Requirement: Pictures stay out; please output the remaining data exactly.

Exercise data:
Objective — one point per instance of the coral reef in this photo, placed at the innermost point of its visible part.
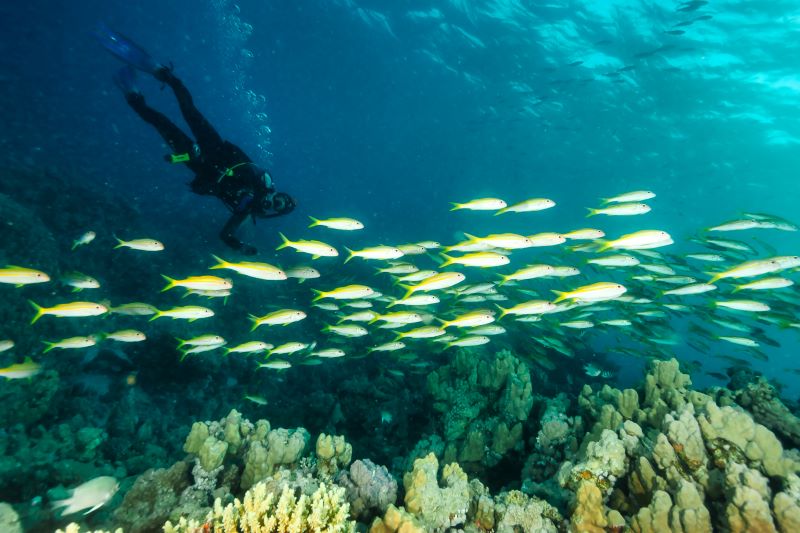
(261, 511)
(484, 402)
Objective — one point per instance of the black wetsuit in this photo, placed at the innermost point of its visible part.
(221, 168)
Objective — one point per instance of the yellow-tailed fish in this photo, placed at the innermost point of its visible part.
(71, 343)
(412, 249)
(765, 284)
(639, 240)
(423, 332)
(316, 249)
(398, 317)
(302, 273)
(627, 209)
(79, 281)
(346, 330)
(547, 238)
(28, 368)
(134, 309)
(633, 196)
(69, 310)
(747, 269)
(509, 241)
(249, 347)
(344, 224)
(126, 335)
(466, 342)
(696, 288)
(388, 347)
(741, 341)
(418, 299)
(470, 319)
(596, 292)
(528, 272)
(375, 252)
(584, 234)
(480, 204)
(750, 306)
(282, 317)
(263, 271)
(188, 312)
(442, 280)
(360, 316)
(477, 259)
(19, 276)
(258, 400)
(288, 348)
(143, 245)
(88, 496)
(527, 206)
(329, 353)
(276, 365)
(531, 307)
(347, 292)
(84, 239)
(202, 340)
(207, 283)
(619, 260)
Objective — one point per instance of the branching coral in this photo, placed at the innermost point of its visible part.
(261, 511)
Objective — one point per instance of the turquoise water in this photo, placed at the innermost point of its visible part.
(385, 112)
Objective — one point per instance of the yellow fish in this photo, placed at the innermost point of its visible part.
(348, 292)
(202, 283)
(20, 276)
(480, 204)
(143, 245)
(251, 269)
(282, 317)
(25, 369)
(344, 224)
(69, 310)
(316, 249)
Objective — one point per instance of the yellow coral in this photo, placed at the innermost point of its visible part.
(325, 511)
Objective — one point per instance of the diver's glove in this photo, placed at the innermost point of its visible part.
(283, 203)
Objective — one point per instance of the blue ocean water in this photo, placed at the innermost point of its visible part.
(387, 111)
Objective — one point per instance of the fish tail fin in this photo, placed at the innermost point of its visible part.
(221, 263)
(409, 290)
(170, 283)
(285, 242)
(39, 311)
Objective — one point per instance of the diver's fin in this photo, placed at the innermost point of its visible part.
(125, 79)
(126, 50)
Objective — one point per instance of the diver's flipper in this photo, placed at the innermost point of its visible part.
(126, 50)
(125, 79)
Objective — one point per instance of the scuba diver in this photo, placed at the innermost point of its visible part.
(221, 168)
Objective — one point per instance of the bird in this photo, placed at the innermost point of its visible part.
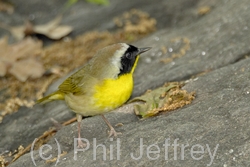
(103, 84)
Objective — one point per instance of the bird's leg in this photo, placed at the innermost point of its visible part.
(79, 120)
(112, 131)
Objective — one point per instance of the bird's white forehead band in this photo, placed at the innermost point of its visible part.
(116, 59)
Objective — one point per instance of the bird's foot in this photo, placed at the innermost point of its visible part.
(112, 132)
(81, 144)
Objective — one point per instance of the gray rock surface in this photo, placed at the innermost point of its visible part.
(217, 121)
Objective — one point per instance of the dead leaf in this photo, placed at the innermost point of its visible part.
(6, 7)
(20, 59)
(166, 98)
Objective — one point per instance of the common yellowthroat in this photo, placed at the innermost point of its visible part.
(101, 85)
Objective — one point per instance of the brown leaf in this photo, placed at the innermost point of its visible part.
(6, 7)
(3, 69)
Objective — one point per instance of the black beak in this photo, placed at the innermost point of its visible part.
(142, 50)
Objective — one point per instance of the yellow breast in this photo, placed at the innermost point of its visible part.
(112, 93)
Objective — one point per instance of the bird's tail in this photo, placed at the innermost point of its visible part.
(58, 95)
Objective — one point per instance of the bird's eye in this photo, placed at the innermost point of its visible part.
(128, 55)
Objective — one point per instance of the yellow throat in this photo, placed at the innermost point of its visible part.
(115, 92)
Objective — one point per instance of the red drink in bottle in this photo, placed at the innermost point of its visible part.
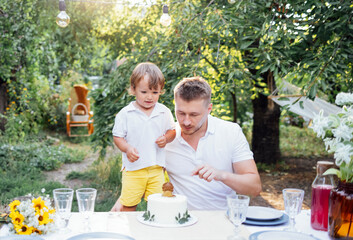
(320, 195)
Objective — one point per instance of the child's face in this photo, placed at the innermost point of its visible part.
(146, 98)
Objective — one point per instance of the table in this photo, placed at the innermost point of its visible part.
(211, 225)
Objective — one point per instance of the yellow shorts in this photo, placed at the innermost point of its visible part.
(139, 183)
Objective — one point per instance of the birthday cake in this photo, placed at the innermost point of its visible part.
(166, 207)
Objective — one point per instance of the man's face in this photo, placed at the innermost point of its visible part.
(192, 116)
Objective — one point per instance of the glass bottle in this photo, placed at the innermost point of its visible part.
(320, 194)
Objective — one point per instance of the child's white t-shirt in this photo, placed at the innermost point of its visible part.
(141, 131)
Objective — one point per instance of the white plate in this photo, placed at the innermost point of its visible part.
(263, 213)
(21, 237)
(191, 221)
(280, 235)
(100, 235)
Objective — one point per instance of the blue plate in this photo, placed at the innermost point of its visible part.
(273, 222)
(270, 235)
(100, 235)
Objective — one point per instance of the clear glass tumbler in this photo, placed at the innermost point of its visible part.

Response for this exercise:
Objective — one point per instance of the coral reef in this photo, placed at the innermost point of its visible part.
(261, 511)
(484, 402)
Objective — one point per instance of the black wetsuit in this photo, placed at the innermost point of its visible part.
(221, 168)
Objective — one point per instance of the yellow-tailed fish in this photo, placed at the innermost point of its visible part.
(71, 343)
(412, 249)
(765, 284)
(639, 240)
(423, 332)
(316, 249)
(398, 317)
(302, 273)
(627, 209)
(79, 281)
(346, 330)
(547, 238)
(28, 368)
(134, 309)
(633, 196)
(69, 310)
(747, 269)
(509, 241)
(249, 347)
(344, 224)
(126, 335)
(466, 342)
(696, 288)
(388, 347)
(741, 341)
(418, 299)
(470, 319)
(596, 292)
(528, 272)
(375, 252)
(584, 234)
(480, 204)
(750, 306)
(282, 317)
(263, 271)
(188, 312)
(442, 280)
(360, 316)
(477, 259)
(19, 276)
(258, 400)
(288, 348)
(143, 245)
(88, 496)
(527, 206)
(329, 353)
(276, 365)
(531, 307)
(347, 292)
(84, 239)
(202, 340)
(207, 283)
(619, 260)
Objective — one point per instance of the branching coral in this photo, placed at the innermost point of its visible part.
(261, 511)
Objective — one point per instance of the turquoise water in this photo, placed at the innermost point of its visible part.
(385, 112)
Objective — one point per instance of the yellow fish in this photo, placed at the innermost point of its visible part.
(348, 292)
(202, 283)
(20, 276)
(480, 204)
(143, 245)
(251, 269)
(282, 317)
(25, 369)
(344, 224)
(69, 310)
(316, 249)
Objective — one point per instance of the yellow coral in this photo, placed at the innermost point of its visible part.
(325, 511)
Objective — one point per instance of the diver's glove in this photo, placed at the innermost point of its visible part.
(283, 203)
Objective — one point per instance of the blue ocean water in this photo, placed at the innermost point of its visible part.
(387, 111)
Objective — one point per instance of the fish tail fin in this photo, placed at the innermost point of its visible part.
(221, 263)
(409, 290)
(170, 283)
(285, 242)
(39, 311)
Objective — one point per instance of the diver's fin in this photo, placed at the innermost point of its visible part.
(125, 79)
(126, 50)
Objective — one point per instance of the diver's flipper in this photo, placed at the innermost point of its visible part.
(126, 50)
(125, 79)
Objective — one point per instance of the scuba diver in this photo, placed at the innermost point of its visible part.
(221, 168)
Objective — one point per instance of the bird in this photo, placed at the innermost point of its visible part.
(103, 84)
Objective — one point per instance of the bird's leg in this photo, placed at the innermost point of its visible part.
(79, 120)
(112, 131)
Objective — one point per instance of the bird's white forehead band in this photo, placed at the innermost point of its visible part.
(116, 59)
Objective — one point per instance of the bird's foot in this photo, placed at the innermost point of its visible part.
(112, 132)
(81, 144)
Objective — one point per instance of the gray rock surface in this photo, placed at the innermost point of its visible part.
(217, 121)
Objective — one point per instance of the dead leaf in this photo, placed at the innermost point of its visible part.
(6, 7)
(20, 59)
(166, 98)
Objective — one point per instance of the common yellowthroat in this photo, placed at the innermost point of its visible part.
(101, 85)
Objective — one point per instance of the brown leaf in this photo, placed at the innermost point of its visible part.
(6, 7)
(3, 69)
Objective — one point per instance of the black beak in this photo, placed at the innermost point of its visible part.
(142, 50)
Objective — one point per instance of the yellow breast in this photo, placed at the innermost point of its visible part.
(112, 93)
Objective — one point per instance of the bird's tail in this photo, placed at the innermost point of its visible part.
(58, 95)
Objective — one point per instance of the bird's eye in this photo, placed at the innermost point of its visible part.
(128, 55)
Objective — one point per instance of the yellow throat in this photo, placed at the innermost point of its visible part.
(115, 92)
Objective — one point per instance of the red drink in bottle in this photo, placed at the innermost point of its visible part.
(320, 195)
Objective — one point per instance of the child's face in this photo, placed at the innermost point of its visible part.
(146, 98)
Objective — one point per instance of the table in this photo, placed at the innermost point of its visible part.
(211, 225)
Objective — one point per instance of the yellow shorts in this photo, placed at the innermost point of its visible part.
(139, 183)
Objective — one point per instance of the birthday cake in this photo, placed at the innermost point of its visible part.
(166, 207)
Objective — one point per instance of the man's face in this photo, placed at the innermost point of its visible part.
(192, 116)
Objective — one point per instance of the glass bottle in this photo, placed at the innermost point of its visible part.
(320, 194)
Objective — one point per instance of the child's white t-shirt in this photo, placed at the innermost point of its visible part.
(141, 131)
Objective — one point per instance of the white plate in this photo, placed at the innermost point of its visible part.
(263, 213)
(21, 237)
(191, 221)
(280, 235)
(100, 235)
Objective — one point per instance of the blue plate in this photo, placed at the innermost point of its visible part.
(273, 222)
(270, 235)
(100, 235)
Objective — one point per instance of the clear glass tumbler in this photo, placed at the innermost point of its visible part.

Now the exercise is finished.